[Start]

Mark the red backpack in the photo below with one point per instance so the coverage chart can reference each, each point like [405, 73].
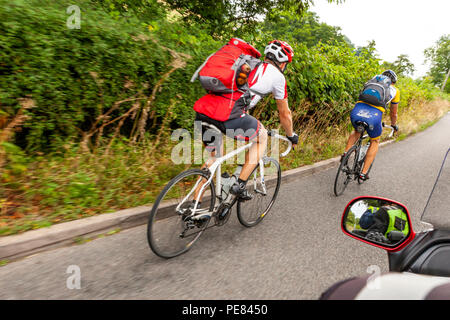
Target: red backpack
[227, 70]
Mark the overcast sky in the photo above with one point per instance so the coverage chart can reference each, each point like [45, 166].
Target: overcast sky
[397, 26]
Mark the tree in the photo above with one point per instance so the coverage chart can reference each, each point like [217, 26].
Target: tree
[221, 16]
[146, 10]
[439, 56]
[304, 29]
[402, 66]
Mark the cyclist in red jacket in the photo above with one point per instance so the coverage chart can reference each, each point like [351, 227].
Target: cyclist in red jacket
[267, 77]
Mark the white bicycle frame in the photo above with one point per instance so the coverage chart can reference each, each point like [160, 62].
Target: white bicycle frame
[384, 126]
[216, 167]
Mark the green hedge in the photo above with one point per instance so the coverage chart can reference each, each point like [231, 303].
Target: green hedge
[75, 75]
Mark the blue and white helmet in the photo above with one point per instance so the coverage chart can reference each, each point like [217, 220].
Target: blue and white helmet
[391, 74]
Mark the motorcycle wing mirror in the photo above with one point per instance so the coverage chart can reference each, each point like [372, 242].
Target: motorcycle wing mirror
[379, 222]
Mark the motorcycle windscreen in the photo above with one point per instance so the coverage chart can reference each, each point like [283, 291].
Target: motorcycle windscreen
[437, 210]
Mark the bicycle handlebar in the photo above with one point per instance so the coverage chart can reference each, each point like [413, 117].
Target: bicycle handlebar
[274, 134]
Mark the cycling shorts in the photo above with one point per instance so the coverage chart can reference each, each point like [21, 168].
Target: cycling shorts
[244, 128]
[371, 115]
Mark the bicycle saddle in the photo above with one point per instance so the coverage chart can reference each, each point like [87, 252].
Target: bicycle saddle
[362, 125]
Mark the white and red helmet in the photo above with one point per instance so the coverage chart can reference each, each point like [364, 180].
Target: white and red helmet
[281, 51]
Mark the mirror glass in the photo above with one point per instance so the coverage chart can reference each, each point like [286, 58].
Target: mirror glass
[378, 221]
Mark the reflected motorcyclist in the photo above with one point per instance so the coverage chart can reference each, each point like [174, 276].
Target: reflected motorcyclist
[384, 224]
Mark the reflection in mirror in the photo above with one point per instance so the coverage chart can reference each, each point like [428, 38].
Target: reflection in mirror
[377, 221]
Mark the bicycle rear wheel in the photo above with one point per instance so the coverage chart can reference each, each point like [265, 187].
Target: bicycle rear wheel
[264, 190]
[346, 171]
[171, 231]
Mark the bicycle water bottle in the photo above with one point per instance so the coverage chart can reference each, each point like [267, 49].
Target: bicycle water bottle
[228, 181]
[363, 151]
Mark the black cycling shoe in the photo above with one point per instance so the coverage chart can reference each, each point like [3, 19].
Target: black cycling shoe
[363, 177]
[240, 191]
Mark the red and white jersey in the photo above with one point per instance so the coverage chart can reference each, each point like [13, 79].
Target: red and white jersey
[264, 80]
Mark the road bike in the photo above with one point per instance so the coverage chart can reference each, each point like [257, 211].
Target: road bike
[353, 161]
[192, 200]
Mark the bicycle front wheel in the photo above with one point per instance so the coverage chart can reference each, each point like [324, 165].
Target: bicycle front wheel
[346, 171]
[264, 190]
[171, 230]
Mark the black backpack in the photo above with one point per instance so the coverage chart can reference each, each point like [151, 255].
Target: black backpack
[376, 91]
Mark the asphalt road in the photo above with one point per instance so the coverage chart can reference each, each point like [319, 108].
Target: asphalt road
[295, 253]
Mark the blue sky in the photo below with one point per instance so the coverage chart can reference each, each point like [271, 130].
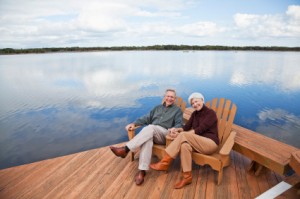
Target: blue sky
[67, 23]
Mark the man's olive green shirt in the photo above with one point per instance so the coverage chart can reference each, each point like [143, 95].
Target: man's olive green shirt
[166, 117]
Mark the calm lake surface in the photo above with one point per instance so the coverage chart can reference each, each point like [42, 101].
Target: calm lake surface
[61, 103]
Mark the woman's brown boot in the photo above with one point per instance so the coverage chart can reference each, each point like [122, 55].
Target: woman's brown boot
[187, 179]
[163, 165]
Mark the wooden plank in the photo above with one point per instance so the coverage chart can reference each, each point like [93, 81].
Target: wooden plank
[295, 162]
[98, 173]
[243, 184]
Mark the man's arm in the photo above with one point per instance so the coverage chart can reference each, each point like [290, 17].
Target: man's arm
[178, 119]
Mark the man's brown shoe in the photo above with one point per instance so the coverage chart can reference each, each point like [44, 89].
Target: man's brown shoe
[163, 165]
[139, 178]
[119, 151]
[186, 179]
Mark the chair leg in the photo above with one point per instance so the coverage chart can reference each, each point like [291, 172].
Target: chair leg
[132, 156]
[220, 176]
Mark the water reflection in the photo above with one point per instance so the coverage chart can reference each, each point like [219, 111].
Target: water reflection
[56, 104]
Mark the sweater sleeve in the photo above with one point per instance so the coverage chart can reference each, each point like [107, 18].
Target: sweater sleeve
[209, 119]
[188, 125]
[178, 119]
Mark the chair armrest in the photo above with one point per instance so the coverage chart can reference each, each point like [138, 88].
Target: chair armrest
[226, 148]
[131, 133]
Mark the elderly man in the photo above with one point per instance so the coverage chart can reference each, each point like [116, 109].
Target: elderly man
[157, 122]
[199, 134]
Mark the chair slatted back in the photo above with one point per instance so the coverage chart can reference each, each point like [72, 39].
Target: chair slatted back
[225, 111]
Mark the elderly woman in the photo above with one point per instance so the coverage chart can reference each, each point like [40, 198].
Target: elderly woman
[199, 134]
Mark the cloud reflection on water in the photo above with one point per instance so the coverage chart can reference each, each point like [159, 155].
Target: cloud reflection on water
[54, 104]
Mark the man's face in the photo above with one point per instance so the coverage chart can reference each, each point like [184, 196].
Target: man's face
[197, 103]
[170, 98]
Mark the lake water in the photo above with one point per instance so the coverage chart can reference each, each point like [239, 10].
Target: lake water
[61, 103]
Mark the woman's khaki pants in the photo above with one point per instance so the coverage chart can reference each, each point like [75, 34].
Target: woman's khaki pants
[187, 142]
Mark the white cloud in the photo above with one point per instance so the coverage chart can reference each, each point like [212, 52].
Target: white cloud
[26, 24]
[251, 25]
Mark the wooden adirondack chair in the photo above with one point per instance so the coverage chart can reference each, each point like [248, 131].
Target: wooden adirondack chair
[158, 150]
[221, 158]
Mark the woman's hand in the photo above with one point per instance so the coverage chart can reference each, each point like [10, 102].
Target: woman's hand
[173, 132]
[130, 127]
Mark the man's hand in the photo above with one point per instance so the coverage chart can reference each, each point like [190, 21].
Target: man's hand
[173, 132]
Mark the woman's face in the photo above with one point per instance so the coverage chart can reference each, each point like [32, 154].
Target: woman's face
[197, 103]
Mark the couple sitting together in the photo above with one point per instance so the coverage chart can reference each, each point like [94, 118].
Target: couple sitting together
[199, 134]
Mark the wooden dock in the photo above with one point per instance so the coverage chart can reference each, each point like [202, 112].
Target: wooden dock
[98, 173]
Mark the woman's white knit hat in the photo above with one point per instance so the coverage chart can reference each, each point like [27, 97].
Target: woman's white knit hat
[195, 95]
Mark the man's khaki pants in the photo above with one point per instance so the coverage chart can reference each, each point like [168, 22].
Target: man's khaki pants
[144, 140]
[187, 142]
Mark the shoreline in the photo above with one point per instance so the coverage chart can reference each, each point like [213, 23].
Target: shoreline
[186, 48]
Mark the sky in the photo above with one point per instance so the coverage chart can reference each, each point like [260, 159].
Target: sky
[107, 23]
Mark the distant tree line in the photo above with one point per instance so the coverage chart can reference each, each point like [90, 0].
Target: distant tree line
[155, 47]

[End]
[Start]

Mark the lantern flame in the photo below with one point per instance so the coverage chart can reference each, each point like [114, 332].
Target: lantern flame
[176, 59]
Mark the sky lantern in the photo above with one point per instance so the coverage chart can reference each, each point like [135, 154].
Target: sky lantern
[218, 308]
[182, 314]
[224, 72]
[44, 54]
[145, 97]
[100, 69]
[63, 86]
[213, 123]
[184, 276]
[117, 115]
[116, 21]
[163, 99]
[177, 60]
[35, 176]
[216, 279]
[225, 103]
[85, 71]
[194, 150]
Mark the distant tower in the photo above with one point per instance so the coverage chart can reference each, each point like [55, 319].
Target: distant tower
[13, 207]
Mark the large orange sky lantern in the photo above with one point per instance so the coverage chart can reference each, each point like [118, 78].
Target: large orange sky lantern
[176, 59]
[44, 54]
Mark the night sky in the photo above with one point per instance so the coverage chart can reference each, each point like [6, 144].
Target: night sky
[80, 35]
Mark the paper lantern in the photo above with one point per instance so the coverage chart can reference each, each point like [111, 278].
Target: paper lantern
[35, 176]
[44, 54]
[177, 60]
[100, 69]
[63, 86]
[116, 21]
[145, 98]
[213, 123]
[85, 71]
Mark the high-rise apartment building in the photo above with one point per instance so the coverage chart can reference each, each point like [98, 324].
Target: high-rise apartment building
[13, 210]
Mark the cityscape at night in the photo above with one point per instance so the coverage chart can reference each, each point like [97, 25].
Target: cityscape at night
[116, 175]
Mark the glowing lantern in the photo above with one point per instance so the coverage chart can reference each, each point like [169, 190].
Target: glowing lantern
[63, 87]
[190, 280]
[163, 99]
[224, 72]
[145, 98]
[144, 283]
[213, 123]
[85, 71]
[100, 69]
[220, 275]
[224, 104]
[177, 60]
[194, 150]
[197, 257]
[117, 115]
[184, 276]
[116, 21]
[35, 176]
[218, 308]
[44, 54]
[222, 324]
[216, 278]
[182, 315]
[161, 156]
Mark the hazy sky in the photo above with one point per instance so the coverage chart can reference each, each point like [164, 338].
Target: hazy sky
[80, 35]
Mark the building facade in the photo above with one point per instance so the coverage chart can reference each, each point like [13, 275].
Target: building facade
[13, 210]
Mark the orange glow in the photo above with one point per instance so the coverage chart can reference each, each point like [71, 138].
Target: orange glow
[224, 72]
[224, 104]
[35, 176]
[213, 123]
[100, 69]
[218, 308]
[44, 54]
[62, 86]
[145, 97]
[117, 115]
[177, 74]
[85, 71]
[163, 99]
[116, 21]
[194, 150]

[End]
[Start]

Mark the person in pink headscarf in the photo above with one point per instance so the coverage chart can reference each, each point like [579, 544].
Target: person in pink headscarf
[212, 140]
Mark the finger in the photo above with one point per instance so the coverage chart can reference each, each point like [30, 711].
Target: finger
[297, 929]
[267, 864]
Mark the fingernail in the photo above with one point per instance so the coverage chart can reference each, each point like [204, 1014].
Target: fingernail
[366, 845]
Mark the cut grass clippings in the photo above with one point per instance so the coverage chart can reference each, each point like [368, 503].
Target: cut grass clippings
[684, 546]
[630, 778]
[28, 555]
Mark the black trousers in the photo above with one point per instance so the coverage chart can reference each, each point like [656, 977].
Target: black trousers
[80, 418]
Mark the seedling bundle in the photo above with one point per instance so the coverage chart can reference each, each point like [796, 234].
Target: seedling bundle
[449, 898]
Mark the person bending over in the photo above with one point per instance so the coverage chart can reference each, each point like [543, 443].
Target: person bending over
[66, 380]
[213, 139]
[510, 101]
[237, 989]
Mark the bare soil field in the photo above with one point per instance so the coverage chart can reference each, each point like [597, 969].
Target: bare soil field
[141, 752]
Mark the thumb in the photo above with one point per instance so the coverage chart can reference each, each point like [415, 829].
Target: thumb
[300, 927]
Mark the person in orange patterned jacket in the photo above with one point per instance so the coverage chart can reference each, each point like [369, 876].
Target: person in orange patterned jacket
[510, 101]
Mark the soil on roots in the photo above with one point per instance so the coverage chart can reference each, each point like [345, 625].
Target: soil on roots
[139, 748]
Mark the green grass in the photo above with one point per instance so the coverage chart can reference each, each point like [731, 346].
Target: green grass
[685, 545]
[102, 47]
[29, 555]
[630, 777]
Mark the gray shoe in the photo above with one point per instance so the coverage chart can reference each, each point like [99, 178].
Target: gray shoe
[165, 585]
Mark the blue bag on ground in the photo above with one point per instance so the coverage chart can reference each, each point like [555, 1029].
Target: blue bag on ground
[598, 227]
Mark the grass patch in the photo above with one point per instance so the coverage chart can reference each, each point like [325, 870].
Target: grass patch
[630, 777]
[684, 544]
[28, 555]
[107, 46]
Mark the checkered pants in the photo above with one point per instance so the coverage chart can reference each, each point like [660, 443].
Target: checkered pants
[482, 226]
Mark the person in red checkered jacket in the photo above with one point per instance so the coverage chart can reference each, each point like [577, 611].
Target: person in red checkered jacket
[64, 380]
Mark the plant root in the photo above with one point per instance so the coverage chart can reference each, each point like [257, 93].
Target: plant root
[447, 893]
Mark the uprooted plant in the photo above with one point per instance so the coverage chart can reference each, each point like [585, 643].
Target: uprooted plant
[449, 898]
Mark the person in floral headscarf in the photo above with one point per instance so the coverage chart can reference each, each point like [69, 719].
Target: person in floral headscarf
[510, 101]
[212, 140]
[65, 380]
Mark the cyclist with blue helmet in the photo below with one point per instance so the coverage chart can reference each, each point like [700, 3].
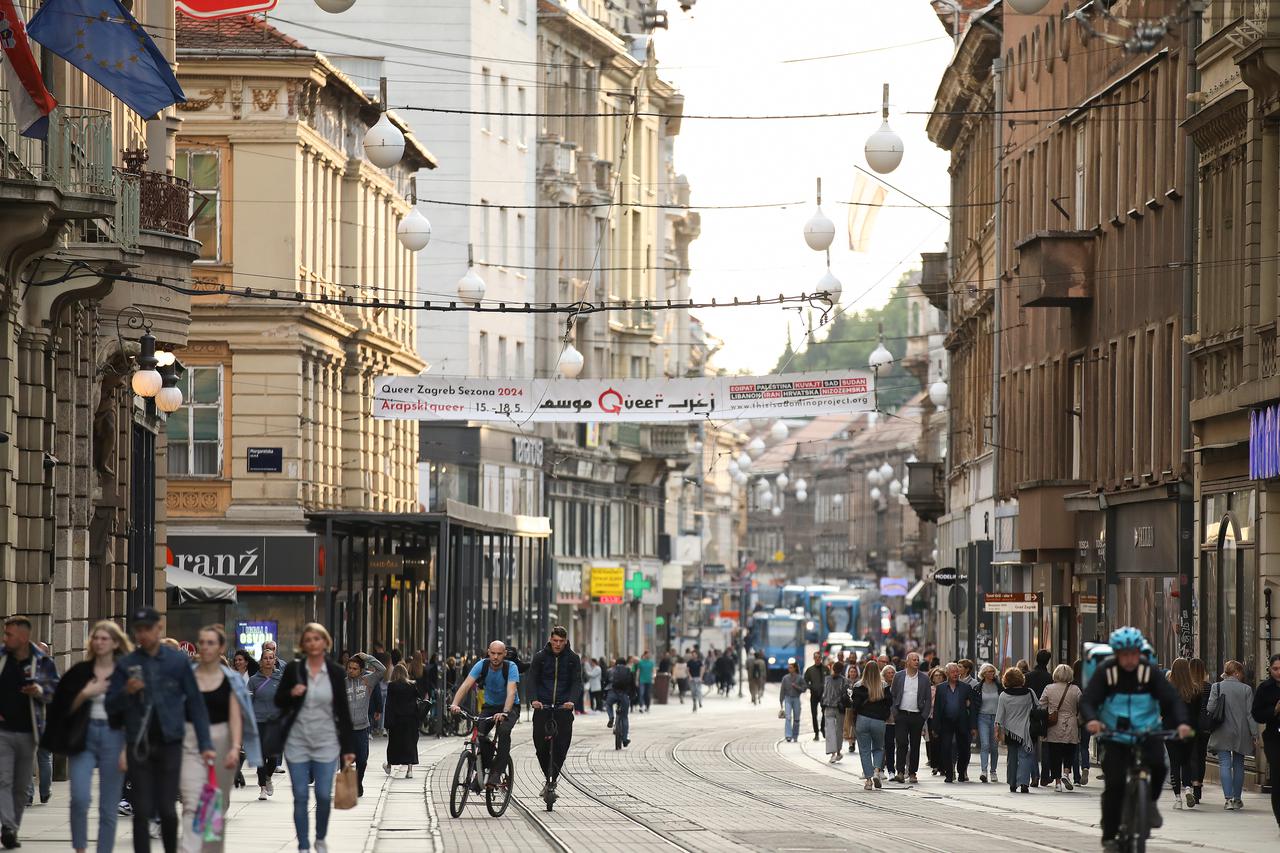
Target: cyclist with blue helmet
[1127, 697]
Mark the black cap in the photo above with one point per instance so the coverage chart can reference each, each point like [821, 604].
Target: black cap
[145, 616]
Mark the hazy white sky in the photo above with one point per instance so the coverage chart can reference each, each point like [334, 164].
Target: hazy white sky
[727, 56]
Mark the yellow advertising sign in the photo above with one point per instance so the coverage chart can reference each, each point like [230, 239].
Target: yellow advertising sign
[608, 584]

[End]

From the listing above, extract every line that contains the word "patch". Case counts.

Mark the grass patch in the photo above with one point per instance so the coverage chart can reference each, each point like [325, 870].
Target: grass patch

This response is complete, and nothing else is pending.